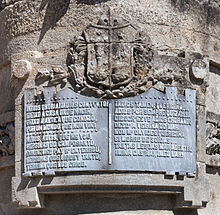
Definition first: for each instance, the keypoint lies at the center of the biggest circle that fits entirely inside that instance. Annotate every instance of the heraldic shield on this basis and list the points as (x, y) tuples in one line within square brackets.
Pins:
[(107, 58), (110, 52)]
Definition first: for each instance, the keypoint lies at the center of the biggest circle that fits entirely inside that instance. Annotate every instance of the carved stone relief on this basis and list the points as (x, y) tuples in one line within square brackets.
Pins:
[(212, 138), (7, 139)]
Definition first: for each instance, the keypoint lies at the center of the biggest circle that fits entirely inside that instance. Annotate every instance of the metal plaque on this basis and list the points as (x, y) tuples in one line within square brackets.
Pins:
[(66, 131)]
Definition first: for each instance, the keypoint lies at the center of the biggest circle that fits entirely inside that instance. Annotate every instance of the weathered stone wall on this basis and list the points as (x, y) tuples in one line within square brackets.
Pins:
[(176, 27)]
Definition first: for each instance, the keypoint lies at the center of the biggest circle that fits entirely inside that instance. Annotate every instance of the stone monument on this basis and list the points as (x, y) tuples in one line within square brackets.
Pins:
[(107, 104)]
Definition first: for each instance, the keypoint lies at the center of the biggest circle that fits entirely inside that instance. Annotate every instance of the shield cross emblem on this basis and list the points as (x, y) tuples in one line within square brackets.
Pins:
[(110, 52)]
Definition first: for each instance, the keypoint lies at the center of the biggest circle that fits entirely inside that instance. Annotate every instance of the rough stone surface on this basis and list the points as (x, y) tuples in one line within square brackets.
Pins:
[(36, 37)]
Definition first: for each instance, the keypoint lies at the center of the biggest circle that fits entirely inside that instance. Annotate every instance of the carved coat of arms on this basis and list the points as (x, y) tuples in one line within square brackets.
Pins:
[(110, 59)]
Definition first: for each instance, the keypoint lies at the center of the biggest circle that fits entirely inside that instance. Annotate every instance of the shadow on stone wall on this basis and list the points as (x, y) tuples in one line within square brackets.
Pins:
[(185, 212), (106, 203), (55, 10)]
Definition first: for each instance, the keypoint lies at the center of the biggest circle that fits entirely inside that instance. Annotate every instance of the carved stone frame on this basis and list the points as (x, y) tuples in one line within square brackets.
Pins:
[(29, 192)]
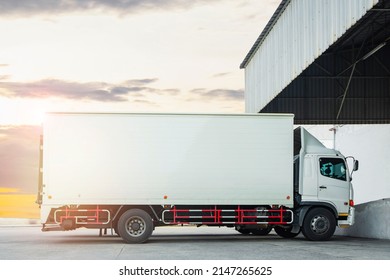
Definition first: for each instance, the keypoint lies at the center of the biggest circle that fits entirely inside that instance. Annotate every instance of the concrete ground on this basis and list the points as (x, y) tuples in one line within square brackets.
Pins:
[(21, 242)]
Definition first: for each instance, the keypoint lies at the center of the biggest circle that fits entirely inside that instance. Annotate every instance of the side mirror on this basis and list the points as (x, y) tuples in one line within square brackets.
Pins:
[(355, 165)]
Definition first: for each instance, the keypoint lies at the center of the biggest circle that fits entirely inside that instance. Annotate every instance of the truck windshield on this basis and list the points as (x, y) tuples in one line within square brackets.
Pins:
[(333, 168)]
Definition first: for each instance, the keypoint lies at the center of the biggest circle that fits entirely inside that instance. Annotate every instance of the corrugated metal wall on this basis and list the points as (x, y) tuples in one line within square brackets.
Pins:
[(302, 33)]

---

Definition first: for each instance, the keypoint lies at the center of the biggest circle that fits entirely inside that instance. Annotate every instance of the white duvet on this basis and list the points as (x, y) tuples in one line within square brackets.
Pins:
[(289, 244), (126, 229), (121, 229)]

▶ **How to complete this task**: Please copy every line from the entries that includes the word "stone".

▶ **Finished exercise**:
Definition first: for each instance, the keypoint lies at the center of the biggest circle that fits entirely inside that instance. Annotate every instance of the carved stone relief on this basis and list the points as (x, y) tuples in one line within square brackets.
Definition first: for each instance, the keypoint lies at the center of the biggest circle that fits entirely inside that instance. Annotate every instance of the weathered stone wall on this basis and list the points as (x, y) tuples in one line within square brackets.
Definition first: for each instance, the keypoint lies at the center of the biggest circle that fits entirely inside that instance. Annotate every instance of the stone monument on this basis and list the points as (x, y) tuples in one line within square brackets.
Definition first: for each instance, the keypoint lies at the center of the biggest circle that fits entirely inside that instance. Annotate every instance of the rough stone surface on this basis and list the points as (x, y) tuples in one line within square brackets.
Definition first: for each instance, the keypoint lies at the center of the biggest circle that fits entirely inside that instance. Annotate every instance of the shadow on stone wall on this basis and list the points as (x, y) tuples in one line within square brackets.
Definition first: for each instance, the keypoint lies at the center of the biggest circle that fits entirely inside that instance. Annotate every instance of the carved stone frame on this basis and list the points as (x, y) tuples in one line within square brackets.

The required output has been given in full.